Please edit the records below by changing "tiled floor" to "wooden floor" wherever it appears, and leave every other line and character as it is.

- **INFORMATION SHOWN**:

--------------------------------------------------

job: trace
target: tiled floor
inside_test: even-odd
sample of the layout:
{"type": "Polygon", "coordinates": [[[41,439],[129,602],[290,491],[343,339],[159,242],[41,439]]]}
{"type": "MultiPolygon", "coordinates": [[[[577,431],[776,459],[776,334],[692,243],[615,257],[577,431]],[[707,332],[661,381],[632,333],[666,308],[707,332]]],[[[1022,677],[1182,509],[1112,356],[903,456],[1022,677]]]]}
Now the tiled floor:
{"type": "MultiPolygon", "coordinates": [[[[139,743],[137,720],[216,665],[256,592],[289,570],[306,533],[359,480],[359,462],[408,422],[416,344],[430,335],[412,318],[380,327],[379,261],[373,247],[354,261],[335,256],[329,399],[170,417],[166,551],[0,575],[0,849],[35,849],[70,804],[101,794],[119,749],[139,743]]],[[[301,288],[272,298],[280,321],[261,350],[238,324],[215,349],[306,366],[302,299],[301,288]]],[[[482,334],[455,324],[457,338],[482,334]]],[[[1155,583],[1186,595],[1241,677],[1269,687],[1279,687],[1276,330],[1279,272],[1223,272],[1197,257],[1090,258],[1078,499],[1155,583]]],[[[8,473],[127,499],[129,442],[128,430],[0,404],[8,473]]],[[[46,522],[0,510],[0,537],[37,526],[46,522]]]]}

--------------------------------------------------

- **SOLUTION TO THIS PROBLEM**:
job: trace
target: wooden floor
inside_test: even-odd
sample of the layout:
{"type": "Polygon", "coordinates": [[[41,439],[129,602],[290,491],[343,339],[159,242],[41,439]]]}
{"type": "MultiPolygon", "coordinates": [[[[577,431],[776,459],[776,334],[692,243],[615,257],[577,431]],[[707,332],[661,381],[632,333],[666,308],[707,332]]],[[[1022,677],[1182,509],[1112,356],[903,456],[1022,677]]]]}
Now the wooden floor:
{"type": "MultiPolygon", "coordinates": [[[[139,743],[137,720],[216,665],[256,592],[289,570],[306,533],[359,480],[359,462],[408,422],[416,344],[430,335],[412,318],[380,327],[379,261],[373,247],[354,261],[335,256],[329,399],[170,417],[166,551],[0,575],[0,849],[35,849],[70,804],[101,794],[119,749],[139,743]]],[[[301,288],[272,298],[280,321],[261,350],[238,324],[215,349],[306,366],[302,299],[301,288]]],[[[482,334],[455,324],[457,338],[482,334]]],[[[1155,583],[1186,595],[1241,677],[1269,687],[1279,687],[1276,330],[1279,272],[1223,272],[1197,257],[1090,258],[1078,499],[1155,583]]],[[[8,473],[127,499],[129,442],[128,430],[0,404],[8,473]]],[[[46,522],[0,510],[0,537],[37,526],[46,522]]]]}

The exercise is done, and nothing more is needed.